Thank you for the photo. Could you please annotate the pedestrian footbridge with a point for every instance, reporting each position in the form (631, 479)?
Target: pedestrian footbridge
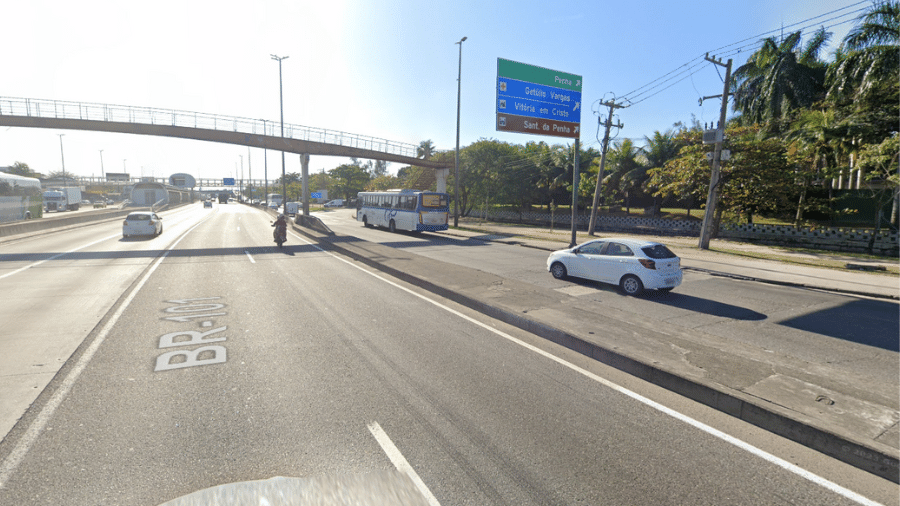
(258, 133)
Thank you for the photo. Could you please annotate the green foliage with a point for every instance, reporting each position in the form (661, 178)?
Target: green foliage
(757, 179)
(22, 169)
(348, 180)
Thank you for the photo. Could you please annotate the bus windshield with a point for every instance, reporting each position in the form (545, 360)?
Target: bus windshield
(434, 200)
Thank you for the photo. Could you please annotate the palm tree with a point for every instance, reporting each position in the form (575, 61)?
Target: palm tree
(780, 78)
(660, 148)
(425, 150)
(868, 55)
(624, 158)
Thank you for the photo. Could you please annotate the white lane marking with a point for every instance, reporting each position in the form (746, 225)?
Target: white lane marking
(54, 257)
(12, 461)
(768, 457)
(400, 461)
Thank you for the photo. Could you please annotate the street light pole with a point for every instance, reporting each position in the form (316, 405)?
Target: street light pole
(61, 154)
(281, 98)
(266, 162)
(456, 174)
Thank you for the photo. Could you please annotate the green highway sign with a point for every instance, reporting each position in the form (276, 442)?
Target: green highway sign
(535, 100)
(538, 75)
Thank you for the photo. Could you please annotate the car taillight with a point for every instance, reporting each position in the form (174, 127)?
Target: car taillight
(650, 264)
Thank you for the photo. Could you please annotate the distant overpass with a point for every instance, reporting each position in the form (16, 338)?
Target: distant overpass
(38, 113)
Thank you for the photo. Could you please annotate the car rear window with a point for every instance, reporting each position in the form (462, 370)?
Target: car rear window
(658, 252)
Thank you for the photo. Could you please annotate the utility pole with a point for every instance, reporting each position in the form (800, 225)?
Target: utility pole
(713, 196)
(605, 147)
(575, 181)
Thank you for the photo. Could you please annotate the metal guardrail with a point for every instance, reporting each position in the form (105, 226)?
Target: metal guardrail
(57, 109)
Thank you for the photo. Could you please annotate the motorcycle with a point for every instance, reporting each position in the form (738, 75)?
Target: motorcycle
(280, 233)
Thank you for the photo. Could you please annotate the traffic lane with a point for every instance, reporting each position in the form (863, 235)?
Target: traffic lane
(810, 325)
(56, 288)
(478, 417)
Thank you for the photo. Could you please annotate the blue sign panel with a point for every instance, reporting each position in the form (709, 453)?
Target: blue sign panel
(537, 101)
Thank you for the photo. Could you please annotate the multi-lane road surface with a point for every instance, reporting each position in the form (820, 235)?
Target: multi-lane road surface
(137, 371)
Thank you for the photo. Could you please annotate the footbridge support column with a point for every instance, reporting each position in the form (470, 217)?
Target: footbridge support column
(441, 176)
(304, 171)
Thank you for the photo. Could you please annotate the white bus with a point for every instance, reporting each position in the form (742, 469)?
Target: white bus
(274, 200)
(411, 210)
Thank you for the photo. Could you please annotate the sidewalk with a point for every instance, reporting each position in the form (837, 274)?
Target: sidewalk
(776, 392)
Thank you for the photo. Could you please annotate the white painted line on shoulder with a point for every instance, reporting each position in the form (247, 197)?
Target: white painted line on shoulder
(799, 471)
(12, 461)
(400, 461)
(54, 257)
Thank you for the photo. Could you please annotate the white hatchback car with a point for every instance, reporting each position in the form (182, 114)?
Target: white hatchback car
(142, 223)
(633, 265)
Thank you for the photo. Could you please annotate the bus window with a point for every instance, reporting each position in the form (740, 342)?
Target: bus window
(434, 200)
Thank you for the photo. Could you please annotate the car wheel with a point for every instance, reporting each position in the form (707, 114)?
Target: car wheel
(558, 270)
(631, 285)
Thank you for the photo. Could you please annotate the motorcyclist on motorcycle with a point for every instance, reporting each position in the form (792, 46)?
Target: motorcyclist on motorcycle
(280, 233)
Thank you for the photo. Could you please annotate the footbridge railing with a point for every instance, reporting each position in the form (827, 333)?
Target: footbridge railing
(57, 109)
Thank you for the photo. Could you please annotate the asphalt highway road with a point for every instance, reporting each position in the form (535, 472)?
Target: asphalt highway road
(854, 335)
(207, 356)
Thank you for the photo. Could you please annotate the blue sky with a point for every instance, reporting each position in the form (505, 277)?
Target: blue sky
(379, 68)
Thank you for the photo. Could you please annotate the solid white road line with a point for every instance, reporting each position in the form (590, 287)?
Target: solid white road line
(400, 461)
(803, 473)
(54, 257)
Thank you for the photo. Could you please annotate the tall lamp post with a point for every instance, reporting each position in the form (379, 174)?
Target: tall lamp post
(456, 174)
(61, 154)
(281, 95)
(266, 165)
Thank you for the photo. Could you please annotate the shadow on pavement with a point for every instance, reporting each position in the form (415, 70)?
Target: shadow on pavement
(705, 306)
(858, 321)
(681, 301)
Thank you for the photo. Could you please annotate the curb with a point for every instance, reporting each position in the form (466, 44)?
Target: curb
(877, 461)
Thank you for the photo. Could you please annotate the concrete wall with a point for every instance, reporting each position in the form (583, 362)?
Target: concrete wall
(845, 239)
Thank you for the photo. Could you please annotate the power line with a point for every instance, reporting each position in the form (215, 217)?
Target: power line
(693, 66)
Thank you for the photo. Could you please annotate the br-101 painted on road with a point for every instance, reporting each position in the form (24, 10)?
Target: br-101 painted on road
(188, 310)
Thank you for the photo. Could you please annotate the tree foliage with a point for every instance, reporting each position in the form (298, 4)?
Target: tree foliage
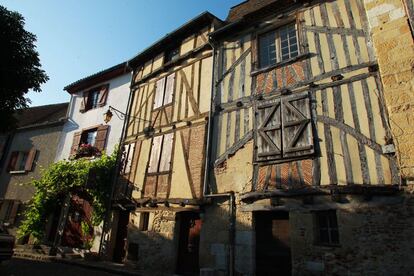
(83, 176)
(20, 68)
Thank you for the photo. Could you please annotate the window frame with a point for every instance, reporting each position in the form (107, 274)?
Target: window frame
(278, 46)
(86, 132)
(329, 216)
(163, 93)
(160, 155)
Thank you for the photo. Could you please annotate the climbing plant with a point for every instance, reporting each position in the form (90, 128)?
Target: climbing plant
(83, 175)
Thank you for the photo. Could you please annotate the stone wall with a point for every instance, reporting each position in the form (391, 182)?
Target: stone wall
(156, 247)
(376, 238)
(394, 48)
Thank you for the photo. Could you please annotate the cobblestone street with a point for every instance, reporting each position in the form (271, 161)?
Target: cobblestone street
(23, 267)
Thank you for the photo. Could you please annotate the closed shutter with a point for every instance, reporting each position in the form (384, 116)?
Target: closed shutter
(103, 95)
(155, 154)
(165, 162)
(159, 93)
(30, 160)
(284, 128)
(84, 102)
(13, 212)
(101, 134)
(269, 138)
(297, 126)
(13, 160)
(75, 143)
(129, 153)
(169, 89)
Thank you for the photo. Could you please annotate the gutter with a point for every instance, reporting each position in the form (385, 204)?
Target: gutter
(118, 159)
(230, 195)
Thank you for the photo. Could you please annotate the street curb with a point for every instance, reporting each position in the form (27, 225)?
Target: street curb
(95, 267)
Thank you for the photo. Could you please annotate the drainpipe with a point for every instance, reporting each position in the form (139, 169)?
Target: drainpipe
(230, 195)
(118, 159)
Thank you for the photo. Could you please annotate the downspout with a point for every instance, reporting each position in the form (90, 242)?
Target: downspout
(118, 159)
(230, 195)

::::::::::

Above this instruction are the records; retype exactly the lines from the one containing "form (462, 370)?" up to and including the one containing "form (742, 469)?".

Thank you for the photo. Could you please annotate the car rear window with a point for every instance, reporting each position in the form (462, 370)?
Target: car rear window
(658, 252)
Thank you for the photo. Could you please annotate the utility pole with a point for every instance, reporting each position in the form (800, 225)?
Target: utility pole
(713, 196)
(605, 147)
(575, 181)
Thank you for the photo. Could you please annotate the metal guardrail with a point for every instance, reporting each position in the form (105, 226)?
Target: metal guardrail
(57, 109)
Thank you for the photo. Could you please annotate the motorcycle with a point for every instance, reporting each position in the form (738, 75)?
Target: motorcycle
(280, 233)
Thank you for the photo. Could you please annotate the traffic lane with a point for every instance, reporting each position in the form (863, 235)?
Target: traffic lane
(810, 325)
(56, 288)
(478, 417)
Thank you for the photo. Could you please annotate the blue sign panel with a point for every instance, reporting each position in the form (709, 453)?
Target: blue sign panel
(537, 101)
Thank you for the photo. Could you please annotate the multi-lane road surface with a point for every instance, reporting each position in the form (820, 235)?
Target: multi-lane road surface
(137, 371)
Thank you for the photo. Could you please annotate the footbridge support column with a point for every instance, reporting each position in the form (470, 217)?
Target: footbridge support column
(441, 176)
(304, 171)
Thank you for the photo. Could you please annotate the white bus with a point for every instance, reporting each position in the form (742, 469)?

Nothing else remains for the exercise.